> _TASK PROMPT_: Identify each line of the records that contains the word "pile", with case counting, and copy those lines out in full.

── AVAILABLE RECORDS ──

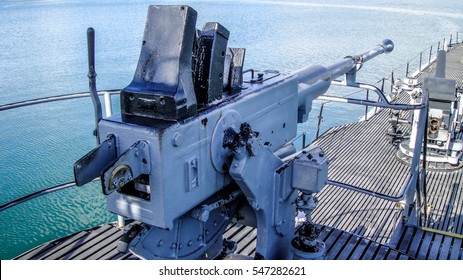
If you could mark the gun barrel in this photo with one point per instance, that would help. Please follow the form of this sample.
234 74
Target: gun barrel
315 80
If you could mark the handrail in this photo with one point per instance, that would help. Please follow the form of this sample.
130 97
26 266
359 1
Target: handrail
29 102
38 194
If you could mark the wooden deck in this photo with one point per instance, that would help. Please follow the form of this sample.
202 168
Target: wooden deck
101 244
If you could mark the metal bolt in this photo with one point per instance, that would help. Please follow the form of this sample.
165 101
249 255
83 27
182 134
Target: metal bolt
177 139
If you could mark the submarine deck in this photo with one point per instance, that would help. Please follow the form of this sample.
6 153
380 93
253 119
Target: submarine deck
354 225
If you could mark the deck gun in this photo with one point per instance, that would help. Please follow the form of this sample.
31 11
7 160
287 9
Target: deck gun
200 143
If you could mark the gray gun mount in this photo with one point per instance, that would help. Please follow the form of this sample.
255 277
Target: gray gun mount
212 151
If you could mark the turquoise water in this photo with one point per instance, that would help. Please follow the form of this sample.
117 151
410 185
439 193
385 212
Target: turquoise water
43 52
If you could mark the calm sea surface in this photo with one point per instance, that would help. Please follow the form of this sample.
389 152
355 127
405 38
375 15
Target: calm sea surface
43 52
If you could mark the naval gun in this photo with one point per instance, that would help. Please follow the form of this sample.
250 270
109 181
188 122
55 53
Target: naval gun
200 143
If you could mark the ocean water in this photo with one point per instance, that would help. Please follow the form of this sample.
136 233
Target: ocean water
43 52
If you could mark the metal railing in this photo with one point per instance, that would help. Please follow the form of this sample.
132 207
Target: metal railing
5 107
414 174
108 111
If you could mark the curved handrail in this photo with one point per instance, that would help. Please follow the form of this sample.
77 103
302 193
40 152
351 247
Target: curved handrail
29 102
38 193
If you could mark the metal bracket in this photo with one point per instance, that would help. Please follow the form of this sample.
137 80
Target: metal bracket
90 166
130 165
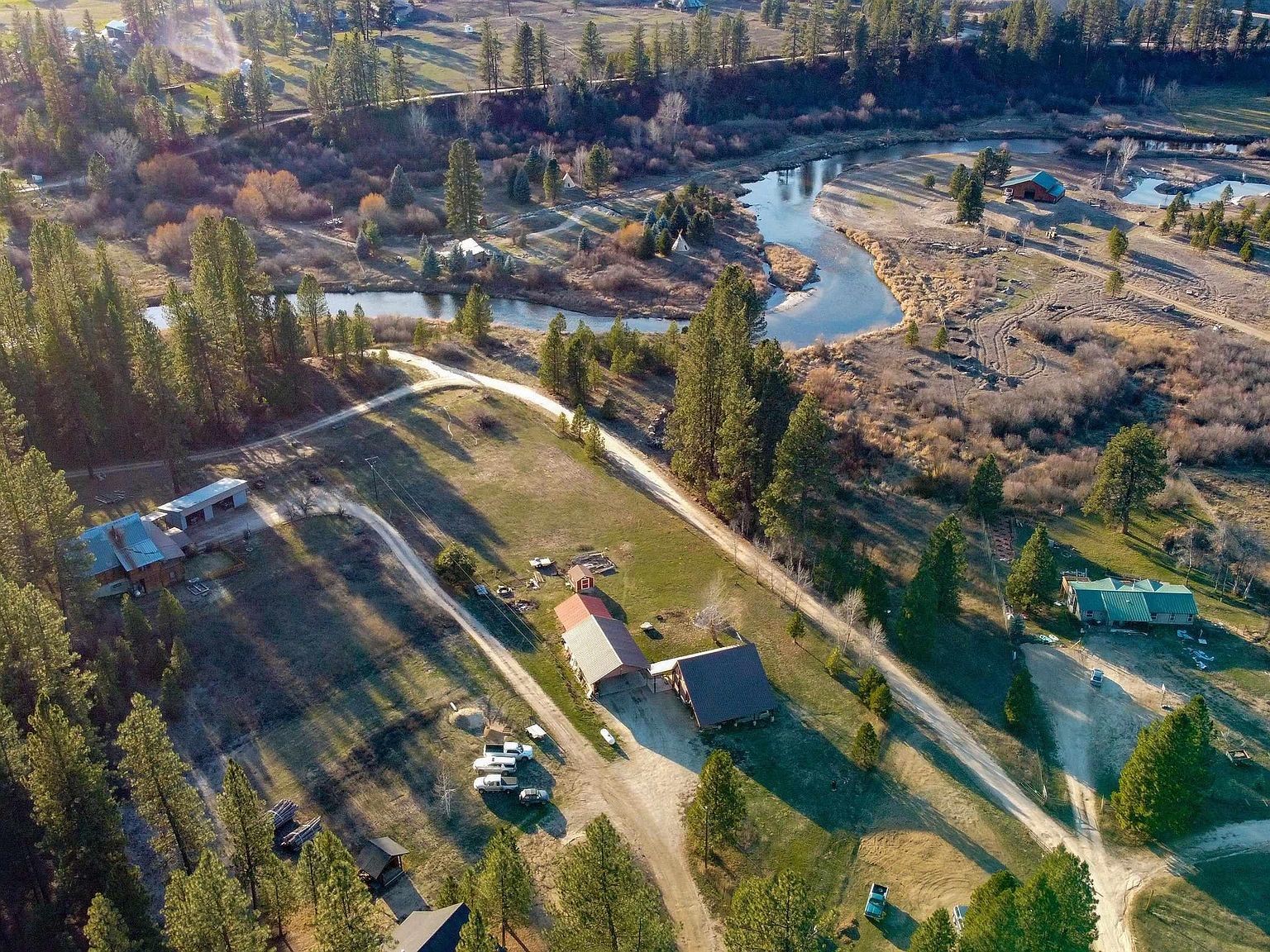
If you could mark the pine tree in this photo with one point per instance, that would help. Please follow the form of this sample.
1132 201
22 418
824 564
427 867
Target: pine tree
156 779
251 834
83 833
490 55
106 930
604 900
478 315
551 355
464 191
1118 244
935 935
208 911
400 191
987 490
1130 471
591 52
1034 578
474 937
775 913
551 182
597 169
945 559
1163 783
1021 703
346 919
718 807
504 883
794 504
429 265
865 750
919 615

───
── AVAILABLE RECORDS ──

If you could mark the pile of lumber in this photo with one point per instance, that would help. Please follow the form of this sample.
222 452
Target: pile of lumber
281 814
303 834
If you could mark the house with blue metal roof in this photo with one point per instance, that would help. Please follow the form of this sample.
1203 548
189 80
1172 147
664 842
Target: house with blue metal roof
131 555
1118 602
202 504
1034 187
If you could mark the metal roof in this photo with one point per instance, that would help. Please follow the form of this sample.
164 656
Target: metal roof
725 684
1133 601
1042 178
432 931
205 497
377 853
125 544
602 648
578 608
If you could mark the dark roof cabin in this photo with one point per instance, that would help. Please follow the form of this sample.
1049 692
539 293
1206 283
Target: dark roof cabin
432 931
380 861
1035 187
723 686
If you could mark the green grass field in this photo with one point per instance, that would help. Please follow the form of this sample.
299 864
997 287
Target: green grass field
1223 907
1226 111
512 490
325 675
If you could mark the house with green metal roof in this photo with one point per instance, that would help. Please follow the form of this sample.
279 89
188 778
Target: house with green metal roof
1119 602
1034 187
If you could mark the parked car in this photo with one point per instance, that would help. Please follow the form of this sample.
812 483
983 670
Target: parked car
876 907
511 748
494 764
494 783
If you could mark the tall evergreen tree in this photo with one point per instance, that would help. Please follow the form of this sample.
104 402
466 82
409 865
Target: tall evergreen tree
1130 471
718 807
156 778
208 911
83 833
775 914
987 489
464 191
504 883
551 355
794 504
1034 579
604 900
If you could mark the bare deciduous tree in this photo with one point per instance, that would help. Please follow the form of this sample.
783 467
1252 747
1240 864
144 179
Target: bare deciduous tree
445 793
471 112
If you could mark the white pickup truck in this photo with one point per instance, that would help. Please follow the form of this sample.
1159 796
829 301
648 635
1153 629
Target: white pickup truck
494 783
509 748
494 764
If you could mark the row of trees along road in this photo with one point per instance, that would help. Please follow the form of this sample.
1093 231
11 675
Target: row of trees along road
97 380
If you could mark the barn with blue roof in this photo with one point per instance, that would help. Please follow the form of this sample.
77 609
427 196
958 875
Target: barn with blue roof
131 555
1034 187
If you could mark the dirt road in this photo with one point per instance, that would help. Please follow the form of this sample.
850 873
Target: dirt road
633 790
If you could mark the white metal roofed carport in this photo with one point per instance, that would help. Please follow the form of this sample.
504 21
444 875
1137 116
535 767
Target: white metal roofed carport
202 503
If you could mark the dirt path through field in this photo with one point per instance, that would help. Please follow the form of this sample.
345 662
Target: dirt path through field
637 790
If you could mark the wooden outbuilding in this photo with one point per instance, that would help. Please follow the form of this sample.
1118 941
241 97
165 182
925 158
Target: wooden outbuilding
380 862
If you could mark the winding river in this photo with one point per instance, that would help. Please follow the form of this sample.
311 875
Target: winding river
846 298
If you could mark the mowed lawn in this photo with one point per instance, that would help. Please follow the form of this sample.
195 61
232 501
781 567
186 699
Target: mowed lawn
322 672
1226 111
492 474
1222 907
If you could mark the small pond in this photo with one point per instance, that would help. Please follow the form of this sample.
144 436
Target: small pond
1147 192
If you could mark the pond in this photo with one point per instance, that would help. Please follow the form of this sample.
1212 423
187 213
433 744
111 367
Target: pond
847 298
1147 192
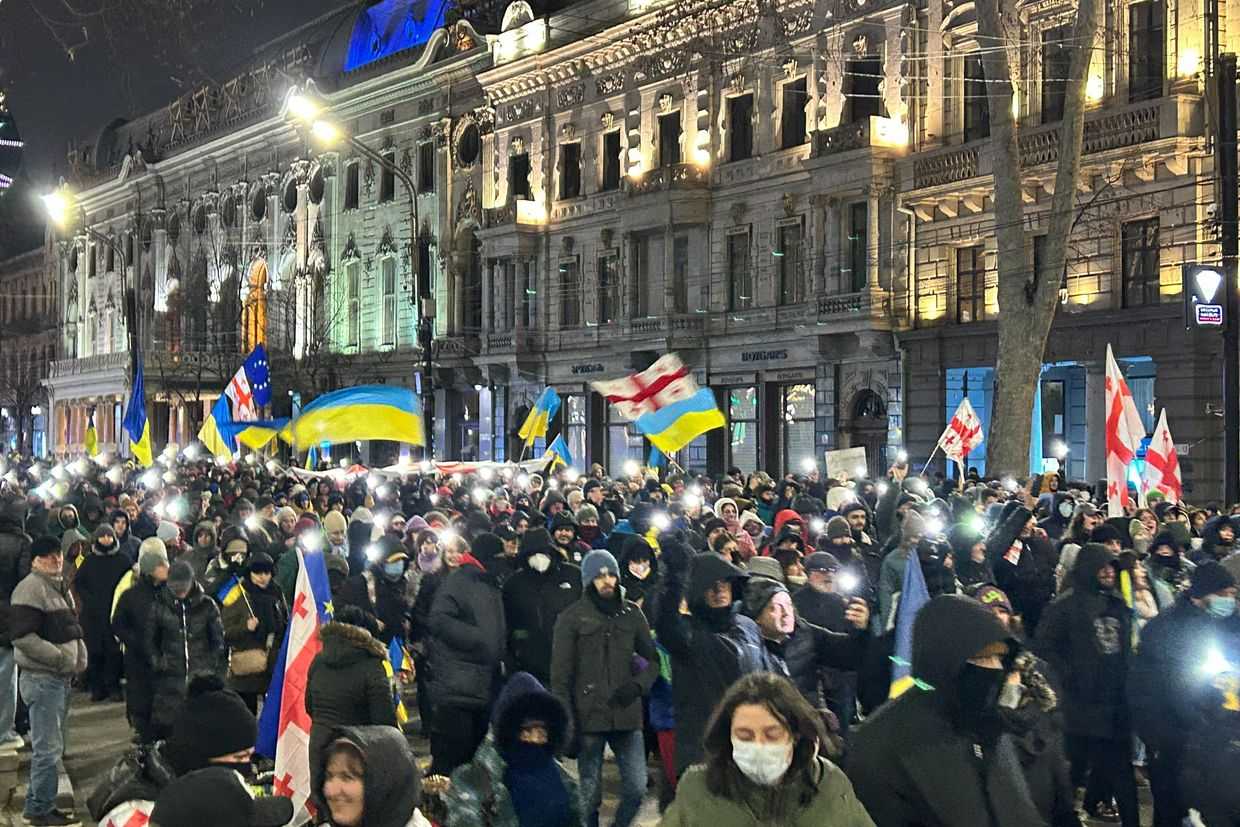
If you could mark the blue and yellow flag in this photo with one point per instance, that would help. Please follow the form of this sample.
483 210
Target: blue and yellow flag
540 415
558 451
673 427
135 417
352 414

───

> _TASK SOLUTION_:
If you could mark the pile of lumber in this photo with one point per instance, that would help. Please follow the form of this sample.
Target: pile of lumber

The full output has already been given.